*Written task*:
Write each line out again exactly as written.

*Extracted material*:
_ _ _ _

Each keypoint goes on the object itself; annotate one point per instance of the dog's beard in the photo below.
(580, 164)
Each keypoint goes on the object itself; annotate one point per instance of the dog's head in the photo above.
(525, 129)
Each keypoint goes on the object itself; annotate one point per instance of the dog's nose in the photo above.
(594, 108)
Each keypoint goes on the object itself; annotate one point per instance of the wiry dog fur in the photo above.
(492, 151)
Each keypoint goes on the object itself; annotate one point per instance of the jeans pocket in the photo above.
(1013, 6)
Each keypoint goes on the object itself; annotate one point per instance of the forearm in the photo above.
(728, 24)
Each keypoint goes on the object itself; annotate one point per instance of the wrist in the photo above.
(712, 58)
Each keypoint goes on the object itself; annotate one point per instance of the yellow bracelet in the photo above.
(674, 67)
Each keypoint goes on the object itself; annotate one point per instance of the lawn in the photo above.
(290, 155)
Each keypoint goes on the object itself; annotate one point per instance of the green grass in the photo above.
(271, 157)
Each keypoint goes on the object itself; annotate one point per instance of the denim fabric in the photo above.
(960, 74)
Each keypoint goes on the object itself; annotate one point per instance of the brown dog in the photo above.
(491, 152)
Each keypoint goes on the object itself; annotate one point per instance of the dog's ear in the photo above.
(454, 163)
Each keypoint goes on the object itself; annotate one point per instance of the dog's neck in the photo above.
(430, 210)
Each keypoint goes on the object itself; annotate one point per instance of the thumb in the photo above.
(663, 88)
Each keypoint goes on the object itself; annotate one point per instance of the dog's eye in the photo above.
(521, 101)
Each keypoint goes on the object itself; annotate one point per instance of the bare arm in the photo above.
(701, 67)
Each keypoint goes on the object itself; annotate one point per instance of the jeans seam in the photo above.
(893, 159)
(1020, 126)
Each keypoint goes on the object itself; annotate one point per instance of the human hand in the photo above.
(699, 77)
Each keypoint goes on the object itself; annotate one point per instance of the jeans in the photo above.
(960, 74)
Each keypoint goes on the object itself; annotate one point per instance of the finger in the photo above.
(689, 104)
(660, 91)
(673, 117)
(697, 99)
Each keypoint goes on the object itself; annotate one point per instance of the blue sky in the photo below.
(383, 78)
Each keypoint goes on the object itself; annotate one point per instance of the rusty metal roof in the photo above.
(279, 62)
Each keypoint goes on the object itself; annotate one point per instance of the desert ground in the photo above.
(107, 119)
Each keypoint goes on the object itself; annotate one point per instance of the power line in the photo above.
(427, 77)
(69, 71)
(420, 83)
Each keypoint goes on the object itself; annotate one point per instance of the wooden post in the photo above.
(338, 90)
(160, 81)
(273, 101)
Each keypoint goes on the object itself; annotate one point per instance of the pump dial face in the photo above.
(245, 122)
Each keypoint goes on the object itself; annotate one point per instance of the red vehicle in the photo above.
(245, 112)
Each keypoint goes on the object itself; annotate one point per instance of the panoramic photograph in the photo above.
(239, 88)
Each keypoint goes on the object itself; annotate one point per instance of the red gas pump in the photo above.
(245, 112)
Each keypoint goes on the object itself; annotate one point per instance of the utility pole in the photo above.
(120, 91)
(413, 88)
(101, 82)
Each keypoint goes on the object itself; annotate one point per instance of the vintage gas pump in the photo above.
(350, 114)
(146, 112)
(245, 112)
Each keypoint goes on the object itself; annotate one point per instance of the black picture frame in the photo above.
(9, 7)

_ _ _ _

*Solution for this task*:
Each keypoint goes on the object itself; annotate one point per instance of the dog's beard in the photo below.
(580, 164)
Each keypoint goes on the object itself; annotate one point per instance of the dog's head in the photo above.
(525, 129)
Each keypoint goes on the object itself; annotate one point per instance of the dog's nose in the photo above.
(594, 108)
Each keypoint goes on the object itself; annotate one point per instance of the wiry dog fur in the photo above.
(492, 151)
Each keypoint goes on the object itself; annotate one point per instance of the jeans pocket in the photo above.
(1013, 6)
Each keypoint goes on the object itself; annotate one point per instance of the forearm in the photo above.
(728, 24)
Each keypoint goes on the object itself; annotate one point per instance of the wrist in the photo above.
(712, 58)
Each keypoint goes on the object itself; annotate one point per instance of the yellow bracelet in the photo above.
(674, 67)
Each keypoint goes on the object itself; annotate one point per instance of the lawn in the photo above.
(290, 155)
Each keypoint goes on the object itself; annotate one point per instance of the green grass in the photo above.
(271, 157)
Each keypoint goes on the object itself; annotate one point per instance of the denim fabric in the photo above.
(960, 74)
Each keypoint goes on the object itself; annotate one point per instance of the brown dog in the photo above.
(491, 152)
Each keypoint goes on the object itself; annotate one point per instance of the dog's ear in the photo above.
(454, 163)
Each keypoint goes on the object itself; annotate one point per instance of the dog's neck in the photo above.
(430, 210)
Each keypoint goes on the object itself; annotate one point per instance of the thumb in the photo above.
(663, 88)
Each keypoint goes on the object itself; annotate one point per instance of the dog's eye in the photo above.
(521, 101)
Each keypoint goes on the object itself; annotate one point per instance of the bare arm in the photo above.
(701, 67)
Each keypoint goes on the object itself; annotate one point per instance of the jeans seam in the photo above.
(893, 159)
(1020, 126)
Each keypoint goes on the object itself; annotate one point per instance of the human hand in the photo above.
(699, 77)
Each keypoint goes on the object itself; annotate one point per instance of the jeans in the photo above.
(960, 74)
Each keypoint goes on the object itself; annotate one point per instance of the finger in the photo above.
(689, 104)
(660, 91)
(673, 117)
(697, 99)
Each keypoint goes on the object itself; annotate one point per instance of the blue sky in the photo below.
(383, 78)
Each keypoint goes on the object itself; annotate one point per instance of the rusty metal roof in the photo above.
(279, 62)
Each keypoint goes on the object itself; annotate one point per instance of the desert ground in the photo above.
(107, 119)
Each keypoint goes on the object itself; annotate one point per instance of the power line in the photo above.
(427, 77)
(69, 71)
(420, 83)
Each keypoint goes on the object itself; annotate one point per instance of the wooden post in the photo above.
(338, 90)
(160, 81)
(273, 101)
Each keypoint goes on the object itself; annotate one point per instance of the pump dial face in the photo above.
(245, 122)
Each keypoint goes on the object itself; annotate one point per instance of the red vehicle in the photo above.
(245, 112)
Each keypoint goes on the object itself; annotate one point per instance of the panoramic photograph in the photo above.
(239, 88)
Each keypoint goes on the object itself; annotate one point per instance of the red gas pump in the photo above.
(245, 112)
Each keypoint goes on the object itself; annotate one point per instance of the utility pole in the photo above.
(120, 91)
(413, 88)
(101, 82)
Each keypoint goes on the object itself; annotate one point per instance of the vintage gas pump in the photo above.
(350, 114)
(146, 112)
(245, 112)
Each keypoint goes on the object itself; annotate one point per instance of the black picture frame in the photo above.
(9, 7)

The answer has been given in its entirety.